GOAL:
Reproduce every line of the listing below, swapping each occurrence of "detect" for "locate" and leaving everything else as it is.

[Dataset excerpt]
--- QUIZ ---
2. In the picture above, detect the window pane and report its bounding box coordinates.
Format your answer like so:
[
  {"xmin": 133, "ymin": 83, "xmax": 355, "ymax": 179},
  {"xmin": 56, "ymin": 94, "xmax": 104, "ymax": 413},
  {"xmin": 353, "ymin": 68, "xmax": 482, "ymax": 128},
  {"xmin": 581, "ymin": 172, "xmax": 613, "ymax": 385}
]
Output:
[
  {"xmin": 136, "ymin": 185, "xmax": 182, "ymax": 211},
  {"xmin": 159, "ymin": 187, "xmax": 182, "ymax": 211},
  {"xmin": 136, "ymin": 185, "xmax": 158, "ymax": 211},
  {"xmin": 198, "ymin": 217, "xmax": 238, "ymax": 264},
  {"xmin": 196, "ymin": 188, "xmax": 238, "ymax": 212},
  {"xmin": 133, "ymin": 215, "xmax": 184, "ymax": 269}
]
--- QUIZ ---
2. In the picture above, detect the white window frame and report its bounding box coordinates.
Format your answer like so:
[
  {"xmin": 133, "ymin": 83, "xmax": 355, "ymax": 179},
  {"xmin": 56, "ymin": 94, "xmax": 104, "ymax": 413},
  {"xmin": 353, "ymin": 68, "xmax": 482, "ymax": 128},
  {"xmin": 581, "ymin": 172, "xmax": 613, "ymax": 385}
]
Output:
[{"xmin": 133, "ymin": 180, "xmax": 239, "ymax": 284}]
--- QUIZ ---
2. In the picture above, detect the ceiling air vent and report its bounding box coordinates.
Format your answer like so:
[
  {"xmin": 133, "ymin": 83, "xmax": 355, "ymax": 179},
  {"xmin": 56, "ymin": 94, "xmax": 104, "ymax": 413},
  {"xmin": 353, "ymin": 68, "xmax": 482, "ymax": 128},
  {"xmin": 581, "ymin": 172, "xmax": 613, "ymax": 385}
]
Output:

THE RESULT:
--- QUIZ ---
2. In the picture above, locate the window pane and report its bounding box coordinates.
Format your answer like so:
[
  {"xmin": 133, "ymin": 83, "xmax": 355, "ymax": 179},
  {"xmin": 56, "ymin": 94, "xmax": 104, "ymax": 413},
  {"xmin": 353, "ymin": 68, "xmax": 482, "ymax": 128},
  {"xmin": 581, "ymin": 172, "xmax": 613, "ymax": 385}
]
Output:
[
  {"xmin": 136, "ymin": 185, "xmax": 182, "ymax": 211},
  {"xmin": 159, "ymin": 187, "xmax": 182, "ymax": 211},
  {"xmin": 136, "ymin": 185, "xmax": 158, "ymax": 211},
  {"xmin": 198, "ymin": 217, "xmax": 238, "ymax": 264},
  {"xmin": 196, "ymin": 188, "xmax": 238, "ymax": 212},
  {"xmin": 133, "ymin": 215, "xmax": 184, "ymax": 269}
]
--- QUIZ ---
2. In the picture above, locate the white window frame and report its bounding box coordinates.
Format your answer like so:
[
  {"xmin": 133, "ymin": 83, "xmax": 355, "ymax": 179},
  {"xmin": 56, "ymin": 94, "xmax": 104, "ymax": 413},
  {"xmin": 353, "ymin": 68, "xmax": 482, "ymax": 128},
  {"xmin": 581, "ymin": 172, "xmax": 613, "ymax": 385}
]
Output:
[{"xmin": 133, "ymin": 180, "xmax": 239, "ymax": 284}]
--- QUIZ ---
2. In the picture above, locate the ceiling air vent and report its bounding box coordinates.
Format your answer like so:
[
  {"xmin": 133, "ymin": 83, "xmax": 355, "ymax": 179},
  {"xmin": 56, "ymin": 94, "xmax": 104, "ymax": 413},
  {"xmin": 353, "ymin": 68, "xmax": 482, "ymax": 128},
  {"xmin": 581, "ymin": 172, "xmax": 613, "ymax": 385}
]
Output:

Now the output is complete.